* To be done
The line containing "of the treeline" marks where to begin; quote it and every line after it through the end of the data, exactly as written.

[A run of records]
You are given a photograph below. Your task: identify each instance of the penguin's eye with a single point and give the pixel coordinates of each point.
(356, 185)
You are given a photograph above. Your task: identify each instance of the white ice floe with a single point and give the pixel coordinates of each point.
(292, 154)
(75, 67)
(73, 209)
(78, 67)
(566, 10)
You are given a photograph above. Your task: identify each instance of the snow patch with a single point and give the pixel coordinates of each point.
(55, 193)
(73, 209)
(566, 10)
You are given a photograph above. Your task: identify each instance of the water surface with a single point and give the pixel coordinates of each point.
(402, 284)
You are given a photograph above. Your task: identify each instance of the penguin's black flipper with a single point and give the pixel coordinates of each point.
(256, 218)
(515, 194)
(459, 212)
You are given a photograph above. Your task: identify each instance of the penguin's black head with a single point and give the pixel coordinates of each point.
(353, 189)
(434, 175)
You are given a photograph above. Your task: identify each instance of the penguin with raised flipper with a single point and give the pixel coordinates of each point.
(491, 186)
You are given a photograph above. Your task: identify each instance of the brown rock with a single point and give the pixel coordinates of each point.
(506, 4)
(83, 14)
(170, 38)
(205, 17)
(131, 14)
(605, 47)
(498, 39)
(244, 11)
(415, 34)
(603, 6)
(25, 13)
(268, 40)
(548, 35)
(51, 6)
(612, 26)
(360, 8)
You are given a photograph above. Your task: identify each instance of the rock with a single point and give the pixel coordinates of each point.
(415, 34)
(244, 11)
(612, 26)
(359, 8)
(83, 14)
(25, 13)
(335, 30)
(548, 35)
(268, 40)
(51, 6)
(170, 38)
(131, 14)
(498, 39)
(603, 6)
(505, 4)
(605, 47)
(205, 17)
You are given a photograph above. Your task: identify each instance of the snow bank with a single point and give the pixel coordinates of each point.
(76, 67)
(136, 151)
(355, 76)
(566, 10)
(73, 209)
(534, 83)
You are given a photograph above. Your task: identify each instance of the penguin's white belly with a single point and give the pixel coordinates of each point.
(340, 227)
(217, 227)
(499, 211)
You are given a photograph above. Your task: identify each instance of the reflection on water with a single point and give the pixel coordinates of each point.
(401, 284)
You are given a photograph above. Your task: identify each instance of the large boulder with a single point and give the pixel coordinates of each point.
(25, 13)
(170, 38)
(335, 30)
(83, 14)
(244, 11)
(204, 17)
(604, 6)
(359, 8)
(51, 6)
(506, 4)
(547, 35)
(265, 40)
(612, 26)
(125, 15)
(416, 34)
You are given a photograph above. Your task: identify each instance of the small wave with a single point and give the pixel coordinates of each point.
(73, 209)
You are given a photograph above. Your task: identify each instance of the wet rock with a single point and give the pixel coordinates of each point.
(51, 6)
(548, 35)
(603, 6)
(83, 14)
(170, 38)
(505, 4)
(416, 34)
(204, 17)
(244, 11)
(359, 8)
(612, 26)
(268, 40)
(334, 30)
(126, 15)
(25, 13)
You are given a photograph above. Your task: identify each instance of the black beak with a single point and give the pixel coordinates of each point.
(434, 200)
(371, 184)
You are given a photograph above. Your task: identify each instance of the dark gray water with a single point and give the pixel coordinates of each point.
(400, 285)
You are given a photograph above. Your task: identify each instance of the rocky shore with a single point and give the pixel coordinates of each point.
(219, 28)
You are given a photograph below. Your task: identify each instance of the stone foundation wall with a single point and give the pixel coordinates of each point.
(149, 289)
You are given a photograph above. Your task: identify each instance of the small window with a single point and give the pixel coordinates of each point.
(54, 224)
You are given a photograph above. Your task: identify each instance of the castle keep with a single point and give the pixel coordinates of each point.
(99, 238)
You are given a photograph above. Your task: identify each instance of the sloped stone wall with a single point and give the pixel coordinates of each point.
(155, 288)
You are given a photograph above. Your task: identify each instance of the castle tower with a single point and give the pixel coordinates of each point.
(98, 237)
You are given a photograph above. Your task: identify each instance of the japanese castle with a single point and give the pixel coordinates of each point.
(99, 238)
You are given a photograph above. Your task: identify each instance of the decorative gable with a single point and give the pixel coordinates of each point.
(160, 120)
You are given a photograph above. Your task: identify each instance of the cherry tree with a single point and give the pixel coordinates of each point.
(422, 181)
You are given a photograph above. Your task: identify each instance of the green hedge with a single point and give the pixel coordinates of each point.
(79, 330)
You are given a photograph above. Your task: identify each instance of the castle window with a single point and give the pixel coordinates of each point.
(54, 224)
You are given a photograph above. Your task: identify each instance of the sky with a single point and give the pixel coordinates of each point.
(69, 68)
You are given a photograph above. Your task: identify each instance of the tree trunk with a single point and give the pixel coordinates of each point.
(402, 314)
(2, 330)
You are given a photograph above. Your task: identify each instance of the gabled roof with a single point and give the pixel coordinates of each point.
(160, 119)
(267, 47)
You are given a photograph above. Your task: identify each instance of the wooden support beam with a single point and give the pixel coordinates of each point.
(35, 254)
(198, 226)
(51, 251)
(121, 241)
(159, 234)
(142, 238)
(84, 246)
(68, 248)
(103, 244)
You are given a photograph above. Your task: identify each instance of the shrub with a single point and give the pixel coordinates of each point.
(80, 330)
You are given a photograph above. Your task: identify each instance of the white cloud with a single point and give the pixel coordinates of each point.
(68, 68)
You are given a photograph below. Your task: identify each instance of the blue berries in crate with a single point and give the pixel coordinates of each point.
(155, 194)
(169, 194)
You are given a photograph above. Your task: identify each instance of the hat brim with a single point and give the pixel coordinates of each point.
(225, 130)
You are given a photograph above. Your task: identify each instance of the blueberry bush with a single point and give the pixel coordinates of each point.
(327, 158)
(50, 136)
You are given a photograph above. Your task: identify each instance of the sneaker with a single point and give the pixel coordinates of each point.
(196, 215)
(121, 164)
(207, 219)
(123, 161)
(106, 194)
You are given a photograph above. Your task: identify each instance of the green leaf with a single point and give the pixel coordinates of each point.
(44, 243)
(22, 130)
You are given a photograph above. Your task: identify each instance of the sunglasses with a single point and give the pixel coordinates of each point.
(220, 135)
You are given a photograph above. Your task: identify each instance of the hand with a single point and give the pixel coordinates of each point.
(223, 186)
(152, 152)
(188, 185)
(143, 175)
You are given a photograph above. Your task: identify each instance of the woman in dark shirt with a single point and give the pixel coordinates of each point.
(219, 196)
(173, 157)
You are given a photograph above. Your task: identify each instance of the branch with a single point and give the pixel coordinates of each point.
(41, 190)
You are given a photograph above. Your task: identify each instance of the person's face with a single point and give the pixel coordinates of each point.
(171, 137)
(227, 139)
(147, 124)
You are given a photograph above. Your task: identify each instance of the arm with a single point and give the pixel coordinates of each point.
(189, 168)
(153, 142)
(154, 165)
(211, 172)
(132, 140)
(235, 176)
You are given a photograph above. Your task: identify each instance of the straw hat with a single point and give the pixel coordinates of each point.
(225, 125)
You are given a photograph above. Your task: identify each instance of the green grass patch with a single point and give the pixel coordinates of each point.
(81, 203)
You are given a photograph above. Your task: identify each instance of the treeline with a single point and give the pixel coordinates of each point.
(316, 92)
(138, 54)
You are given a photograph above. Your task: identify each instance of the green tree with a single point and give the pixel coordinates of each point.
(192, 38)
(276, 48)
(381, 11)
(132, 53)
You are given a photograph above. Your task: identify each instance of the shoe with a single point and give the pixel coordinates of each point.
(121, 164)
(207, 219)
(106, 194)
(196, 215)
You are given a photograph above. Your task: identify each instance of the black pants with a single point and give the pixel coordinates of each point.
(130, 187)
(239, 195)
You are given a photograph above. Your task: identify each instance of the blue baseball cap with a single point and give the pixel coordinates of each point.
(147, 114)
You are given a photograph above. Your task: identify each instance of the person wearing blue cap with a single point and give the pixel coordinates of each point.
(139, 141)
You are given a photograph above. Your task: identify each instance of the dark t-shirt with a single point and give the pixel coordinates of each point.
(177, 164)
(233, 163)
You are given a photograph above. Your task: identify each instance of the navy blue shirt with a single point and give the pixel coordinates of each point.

* Correct response
You are given a photograph above. Your task: identify each instance of the treeline with a single point and give the pixel coordinates of each point.
(316, 92)
(138, 54)
You are given a photograph above. Your task: identify each instance of the green tree with a single point and give the pixel coordinates of each point.
(192, 38)
(276, 48)
(381, 11)
(132, 53)
You are given a photograph above. Your task: identify each instance of the shoe with a single point and give the pixel coordinates of each point.
(121, 164)
(207, 219)
(106, 194)
(196, 215)
You are given a photograph above. Your task: identify each instance of the black pants with a single point and give the pixel coordinates of each point.
(130, 187)
(239, 195)
You are given a photograph above. Your task: identify each instance of the blue baseball cap with a single point and give the pixel coordinates of each point.
(147, 114)
You are given a photograph above. Your task: identify each instance of the person wearing blue cap with a single point and give the pixel coordinates of each point.
(139, 141)
You are given a photograph above. Your task: identify each instance of the dark t-shirt with a single point and give the pixel coordinates of each point.
(177, 164)
(233, 163)
You are given a photograph above. Your task: identify each instance of the navy blue shirt with a single point and give the pixel coordinates of each point.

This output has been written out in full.